> [Direction]:
Please reproduce every item below word for word, omitting the pictures.

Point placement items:
• • • • • • •
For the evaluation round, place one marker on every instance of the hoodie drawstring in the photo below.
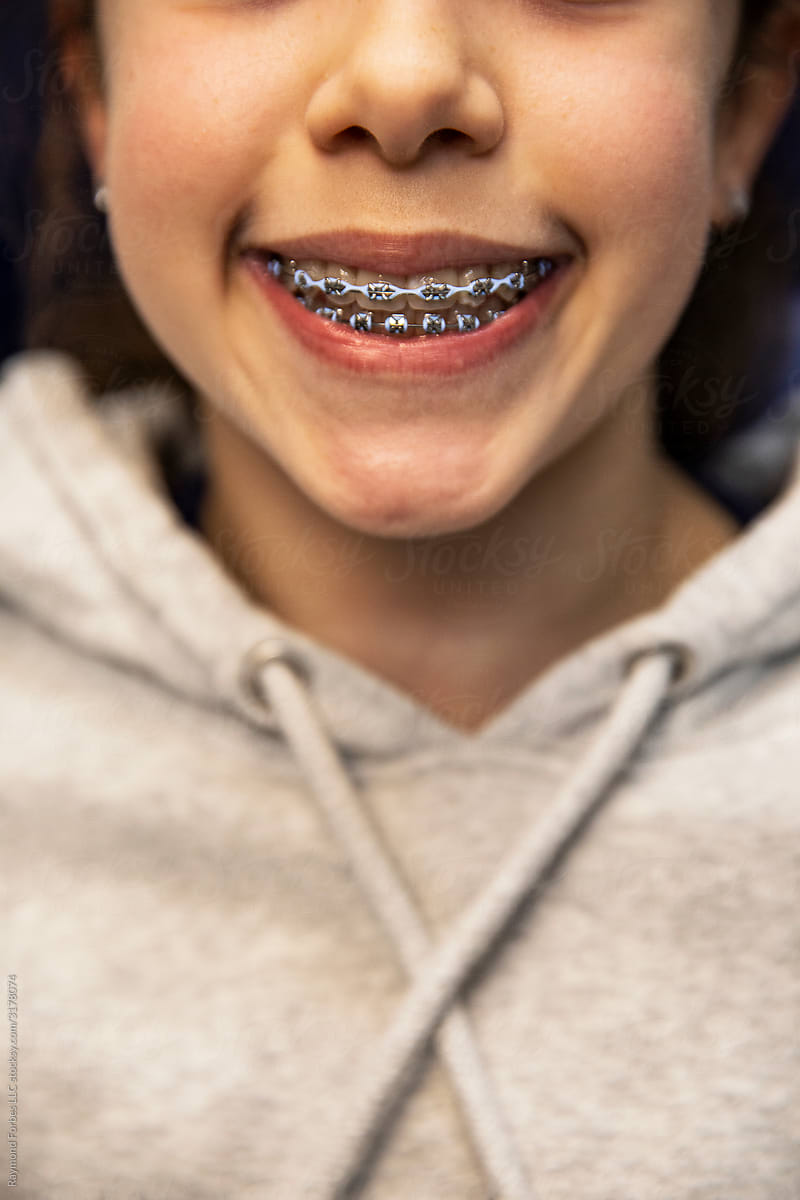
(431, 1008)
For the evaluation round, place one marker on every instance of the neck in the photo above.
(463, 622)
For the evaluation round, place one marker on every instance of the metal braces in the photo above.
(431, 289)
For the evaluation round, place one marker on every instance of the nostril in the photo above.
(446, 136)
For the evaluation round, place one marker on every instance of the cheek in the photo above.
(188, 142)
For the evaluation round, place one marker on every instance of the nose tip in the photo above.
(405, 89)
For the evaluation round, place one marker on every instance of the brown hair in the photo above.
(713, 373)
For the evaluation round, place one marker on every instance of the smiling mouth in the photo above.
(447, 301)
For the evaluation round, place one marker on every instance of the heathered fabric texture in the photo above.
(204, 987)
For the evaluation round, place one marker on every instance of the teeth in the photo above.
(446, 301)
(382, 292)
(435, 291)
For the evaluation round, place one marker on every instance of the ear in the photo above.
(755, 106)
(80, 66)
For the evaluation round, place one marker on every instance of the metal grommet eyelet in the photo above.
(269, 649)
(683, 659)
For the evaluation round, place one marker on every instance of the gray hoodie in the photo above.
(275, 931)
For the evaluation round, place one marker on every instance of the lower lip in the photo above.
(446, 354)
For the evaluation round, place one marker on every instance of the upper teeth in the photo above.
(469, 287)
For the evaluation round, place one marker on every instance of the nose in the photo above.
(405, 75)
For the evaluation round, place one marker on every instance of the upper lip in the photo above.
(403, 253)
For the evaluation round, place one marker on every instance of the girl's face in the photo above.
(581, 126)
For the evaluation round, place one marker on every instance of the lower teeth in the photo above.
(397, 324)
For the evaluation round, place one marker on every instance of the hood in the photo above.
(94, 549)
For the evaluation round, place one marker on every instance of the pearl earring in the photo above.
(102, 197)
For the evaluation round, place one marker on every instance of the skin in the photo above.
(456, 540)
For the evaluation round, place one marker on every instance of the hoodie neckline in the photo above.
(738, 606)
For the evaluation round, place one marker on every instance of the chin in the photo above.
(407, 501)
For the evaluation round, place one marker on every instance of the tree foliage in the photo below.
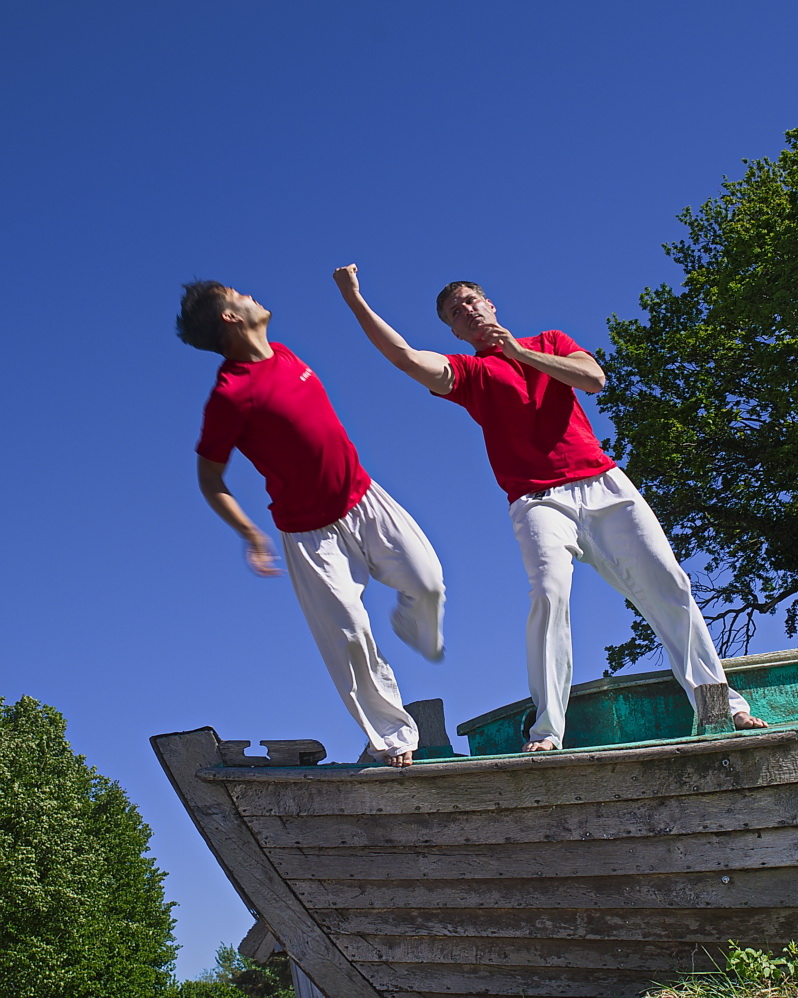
• • • • • • •
> [Final result]:
For the evaluation round, place one marker on every instance of the hoodie drawstring in the photo below.
(431, 1008)
For the evaluation round, place one marker on every instance of the neck in the photo above.
(463, 622)
For the evaluation round, place one marker on every instance of the metal braces in the photo above.
(431, 289)
For the evaluation round, place one marker on every instance of the nostril in the photo above.
(446, 136)
For the evaluation round, place one marker on every instance of the cheek in the photo above.
(188, 142)
For the evaluation round, place one marker on every instance of the nose tip in the photo above.
(405, 89)
For the evaluation round, place one marker on every instance of the brown hair in the photo above.
(713, 373)
For the evaluation round, place one marker on every instance of the smiling mouth in the photo above.
(447, 301)
For the evaluation round, place one marker on every instance of the heathered fabric texture in the photo above.
(204, 987)
For the evaluation round, place one marker on every instance of the teeth in the photo above.
(446, 301)
(382, 292)
(435, 291)
For the evaluation round, place one marker on every instance of the ear in the photo above.
(755, 106)
(80, 66)
For the evaluation round, place one marker on every instance of the metal grommet eyelet in the photo above.
(269, 649)
(683, 659)
For the evaluation round, place one marker on every instance of the gray hoodie in the photo above.
(275, 931)
For the evaluation round, place one marker on every instance of the lower lip in the photo above.
(446, 354)
For the evaluation round, place one marker on every instance of the upper teeth in the photo above.
(469, 287)
For the evaluation round, place one marker on every instance of the nose in the photo above.
(405, 75)
For the evaluation round, place one marker on every instance of the upper lip in the photo above.
(403, 253)
For the evaluation round, place one marker on every instance of the girl's face in the photo above.
(581, 126)
For the evaluation round, place one marker on every instance of the lower teeth in the photo above.
(397, 324)
For the evaluation round, place one marker on every instance of the hood in the photo above.
(94, 549)
For the evaluation round, place one marker on every instance of the pearl earring in the photo above.
(102, 197)
For the evaluation round, place one marker on every instance of the skin in the photo above.
(456, 540)
For the evaluation round, place one marker on every instance of the hoodie neckline in the photo above.
(738, 606)
For the evaluation round, place one marker on every instance of the chin in the photo above.
(407, 501)
For the evaluation round, place one marker on every instance of the tree foliage in the photo below.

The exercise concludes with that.